**SHORT EXERCISE 1**: According to the text on predicting soil swelling pressure, what names are given to the ANN models trained with differential evolution and with Bayesian regularization?
**SHORT EXERCISE 2**: Pick up the text on predicting soil swelling pressure with neural networks right after its last line and write the next part.
[BEGIN SOURCE TEXT]
With the above points in view, in the present study ANN models using DE algorithm and Bayesian regularization algorithm for training process are used for prediction of swelling pressure of soil from the inputs: natural moisture content (w n), dry density (γ d), liquid limit (LL), plasticity index (PI), and clay fraction (CF). Similarly, different SVM models are also developed based on different kernel functions. The statistical performance criteria like correlation coefficient (R 2), coefficient of efficiency (E), overfitting ratio, maximum absolute error (MAE), average absolute error (AAE), and root mean square error (RMSE) are used to evaluate different ANN and SVM models. The obtained ANN parameters (weights and biases) are interpreted to identify important input parameters.

Methodology

Artificial neural network (ANN)

Artificial neural network is an artificial intelligence system/alterative statistical tool inspired by the behavior of human brain and nervous system. A typical structure of ANN consists of a number of processing elements or neurons that are usually arranged in layers: an input layer, an output layer, and one or more hidden layers. The input from each processing element in the previous layer is multiplied by an adjustable connection weight (w ji ). At each neuron, the weighted input signals are summed and a threshold value (bias) (b j ) is added. The combined input (I j ) is then passed through a nonlinear transfer function {f()} to produce the output of processing element. The adjustable connection weights and biases are obtained by ‘learning’ or ‘training’ process, which is nonlinear optimization of an error function. This is equivalent to the parameter estimation phase in conventional statistical models. In the present study, the ANN models are trained with differential evolution and Bayesian regularization method and are defined as DENN and BRNN, respectively. The use of DENN is not reported and use of BRNN is limited in geotechnical engineering (Goh et al. 2005; Das and Basudhar 2008). The results are compared with that obtained from commonly used Levenberg–Marquardt trained neural networks (LMNN) to discuss the prediction efficiency of the networks. The above neural network models have been developed using MATLAB tool boxes (MathWork 2001). A brief description of the Bayesian regularization and differential evolution neural network is presented here for completeness.

Bayesian regularization method

In case of back propagation neural network (BPNN) the error function considered for minimization is the mean square error (MSE). This may lead to overfitting due to unbounded values of weights. The other method, called as regularization, in which the performance function is changed by adding a term that consists of mean square error of weights and biases is given below.

$$ {\text{MSEREG}}\, = \,\gamma \,{\text{MSE}}\, + \,(1 - \gamma )\,\,{\text{MSW}} $$
(1)
[END SOURCE TEXT]
[BEGIN RECORDS SHOWN]
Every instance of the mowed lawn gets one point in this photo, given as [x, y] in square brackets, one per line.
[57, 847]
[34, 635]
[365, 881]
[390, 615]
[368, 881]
[END RECORDS SHOWN]
**ANSWER 1**: DENN and BRNN, respectively.

**ANSWER 2**:
where MSE is the mean square error of the network, γ is the performance ratio and

$$ {\text{MSW}}\, = \,{\frac{1}{n}}\sum\limits_{j\, = \,1}^{n} {w_{j}^{2} } .$$
(2)

This performance function will cause the network to have smaller weights and biases thereby forcing networks less likely to be overfit. The optimal regularization parameter γ is determined through Bayesian framework (Demuth and Beale 2000) as the low value of γ will not adequately fit the training data and high value of it may result in overfitting. The number of network parameters (weights and biases) that are being effectively used by the network can be found out by the above algorithm. The effective number of parameters remains the same irrespective of the total number of parameters in the network. In the present study it has been applied using MATLAB routine and it is a built-in function in MATLAB (Math Inc 2001). The above combination works best when the inputs and targets area scaled in the range [−1, 1] (Demuth and Beale 2000).

Differential evolution neural network

The training of the feed-forward neural network using differential evolution optimization is known as differential evolution neural network (DENN) (Ilonen et al. 2003). The DE optimization is a population-based heuristic global optimization method. Unlike other evolutionary optimizations, in DE the vectors in current populations are randomly sampled and combined to create vectors for next generation. The real-valued crossover factor and mutation factor govern the convergence of the search process. The details of DENN are available in Ilonen et al. (2003).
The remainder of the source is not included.